* start *

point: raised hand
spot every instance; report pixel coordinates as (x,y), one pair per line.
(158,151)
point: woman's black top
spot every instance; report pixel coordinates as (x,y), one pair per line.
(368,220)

* end *

> **TASK REQUIREMENTS**: Offset every coordinate pair in the answers by 80, starting at the line containing "point: woman's black top" and ending at the end of the listing. Reproduce those lines in full, requests included, with only the coordinates changed.

> **RIGHT ANSWER**:
point: woman's black top
spot every instance; report pixel coordinates as (x,y), one pair per line.
(448,300)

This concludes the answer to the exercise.